*EXERCISE*. Pick up the news article on the Odd Fellows Home site and continue it past its last sentence.

*PAGE TEXT*.
*** Begin section ***
Alzheimer’s Care for Worcester coming to the Odd Fellows location

The City Council has approved a 12-year, tax-relief deal to help finance construction of a $14.6 million, 82-unit rest home on the site of the former Odd Fellows Home on Randolph Road.

With the council’s unanimous vote, the clock appears to have struck midnight for the historic Odd Fellows Home, which local preservationists have been fighting to save.

At a meeting last month, the council’s Economic Development Committee gave local preservationists an opportunity to make one last effort to convince the developer to save at least part of the 19th-century, 3-1/2-story brick building at 102 Randolph Road as part of the project.

But Councilor-at-Large Frederick C. Rushton, committee chairman, said that while a meeting between the developer and Preservation Worcester did take place, a middle ground apparently could not be reached in regard to saving at least part of the building.

To make way for the rest home, the long-vacant Odd Fellows Home building, which has fallen into significant disrepair, will be taken down.
*** End section ***
Extracted data entries:
*** Begin section ***
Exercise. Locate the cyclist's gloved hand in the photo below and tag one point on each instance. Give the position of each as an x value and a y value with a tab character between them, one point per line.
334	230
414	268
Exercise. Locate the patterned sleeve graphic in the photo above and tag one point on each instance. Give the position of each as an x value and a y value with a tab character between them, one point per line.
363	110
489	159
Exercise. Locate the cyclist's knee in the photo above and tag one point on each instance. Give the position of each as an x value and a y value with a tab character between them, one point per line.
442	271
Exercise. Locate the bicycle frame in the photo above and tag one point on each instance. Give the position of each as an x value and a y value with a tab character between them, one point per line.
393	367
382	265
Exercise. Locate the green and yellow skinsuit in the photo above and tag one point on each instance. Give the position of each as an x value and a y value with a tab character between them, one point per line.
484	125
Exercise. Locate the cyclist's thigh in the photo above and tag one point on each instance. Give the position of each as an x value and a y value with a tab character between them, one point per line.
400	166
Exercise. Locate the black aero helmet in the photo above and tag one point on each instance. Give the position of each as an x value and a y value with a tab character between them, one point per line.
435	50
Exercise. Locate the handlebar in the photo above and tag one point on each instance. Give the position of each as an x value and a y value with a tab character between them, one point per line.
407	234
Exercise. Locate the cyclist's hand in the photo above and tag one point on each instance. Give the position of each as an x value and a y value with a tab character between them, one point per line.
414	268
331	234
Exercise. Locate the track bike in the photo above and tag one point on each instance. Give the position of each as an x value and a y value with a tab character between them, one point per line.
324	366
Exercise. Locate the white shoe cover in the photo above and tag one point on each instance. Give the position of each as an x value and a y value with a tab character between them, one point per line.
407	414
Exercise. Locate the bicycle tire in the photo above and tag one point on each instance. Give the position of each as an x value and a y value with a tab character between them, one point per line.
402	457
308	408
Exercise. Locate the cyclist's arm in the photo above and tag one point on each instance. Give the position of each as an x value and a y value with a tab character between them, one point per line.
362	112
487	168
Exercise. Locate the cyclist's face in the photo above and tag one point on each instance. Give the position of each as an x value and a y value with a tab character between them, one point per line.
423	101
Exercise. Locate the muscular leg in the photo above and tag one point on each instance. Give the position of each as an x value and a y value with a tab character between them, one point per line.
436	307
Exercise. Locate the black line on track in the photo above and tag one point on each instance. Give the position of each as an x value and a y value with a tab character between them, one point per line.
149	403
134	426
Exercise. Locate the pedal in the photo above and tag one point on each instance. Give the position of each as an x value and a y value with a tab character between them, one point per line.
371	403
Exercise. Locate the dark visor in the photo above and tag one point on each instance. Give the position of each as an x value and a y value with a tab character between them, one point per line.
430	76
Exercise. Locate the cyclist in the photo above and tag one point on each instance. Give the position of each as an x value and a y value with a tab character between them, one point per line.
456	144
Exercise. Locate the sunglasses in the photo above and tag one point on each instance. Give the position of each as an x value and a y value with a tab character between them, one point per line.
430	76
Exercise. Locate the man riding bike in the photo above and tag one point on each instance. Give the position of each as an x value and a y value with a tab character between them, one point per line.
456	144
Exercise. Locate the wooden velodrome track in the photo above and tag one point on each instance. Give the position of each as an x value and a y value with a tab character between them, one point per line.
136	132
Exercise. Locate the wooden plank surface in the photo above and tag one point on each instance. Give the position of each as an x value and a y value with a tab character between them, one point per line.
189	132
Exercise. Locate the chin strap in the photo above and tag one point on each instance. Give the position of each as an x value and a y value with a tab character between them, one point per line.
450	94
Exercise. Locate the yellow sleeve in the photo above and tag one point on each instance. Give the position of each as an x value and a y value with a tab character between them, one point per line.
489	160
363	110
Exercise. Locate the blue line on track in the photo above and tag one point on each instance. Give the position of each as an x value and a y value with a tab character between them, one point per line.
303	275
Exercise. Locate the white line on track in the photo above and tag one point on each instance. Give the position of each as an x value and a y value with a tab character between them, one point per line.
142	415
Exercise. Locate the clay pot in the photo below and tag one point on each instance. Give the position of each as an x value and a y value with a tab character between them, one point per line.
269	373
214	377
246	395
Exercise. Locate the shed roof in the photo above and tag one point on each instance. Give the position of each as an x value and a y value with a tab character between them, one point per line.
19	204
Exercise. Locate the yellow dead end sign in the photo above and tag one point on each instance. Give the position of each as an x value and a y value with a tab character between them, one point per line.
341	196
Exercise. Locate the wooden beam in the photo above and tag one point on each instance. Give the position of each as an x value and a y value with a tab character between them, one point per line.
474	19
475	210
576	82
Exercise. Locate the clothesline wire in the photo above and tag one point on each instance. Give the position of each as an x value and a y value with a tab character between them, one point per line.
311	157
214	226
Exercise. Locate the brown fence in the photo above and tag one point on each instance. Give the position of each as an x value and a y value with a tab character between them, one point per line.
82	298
*** End section ***
*RESPONSE BELOW*.
Even though the Odd Fellows Home is on the National Register of Historic Places, nothing can be done to block its razing because the one-year demolition delay previously imposed by the Historical Commission has expired.

The building has been on Preservation Worcester’s endangered buildings list for the past four years.

The so-called tax-increment financing deal approved by the council will provide the developer, KMRN Investment LLC, a Worcester-based company, with an estimated tax savings of $1.9 million over the 12 years of the TIF.

At the same time, he said, the city will receive an estimated $3.2 million in new property taxes.

City officials have said that 78 full-time jobs will be created by the project and the developer has committed to making all of those jobs available to Worcester residents.

“This TIF will provide good-paying local jobs that will go to Worcester residents,” Mr. Rushton said. “These jobs will put more than food and bread on their tables. It will also increase property values there.”

KMRN Investment purchased the property from Randolph Road Realty Trust in 2012 for $1.05 million.

The principals of the company, which also owns and operates nearby Dodge Park Rest Home, want to build a 61,920-square-foot, state-of-the-art rest home that will accommodate 82 elderly people.

Dementia and Alzheimer’s Care

The home will consist of two buildings, each with 41 beds. The facility will also serve those diagnosed with memory impairment, dementia and Alzheimer’s disease.

In regard to saving part of the Odd Fellows Home building, Ben Herlinger, one of the project’s principals, had previously stated that the state Department of Public Health would never give a permit for a rest home in the 19th-century building.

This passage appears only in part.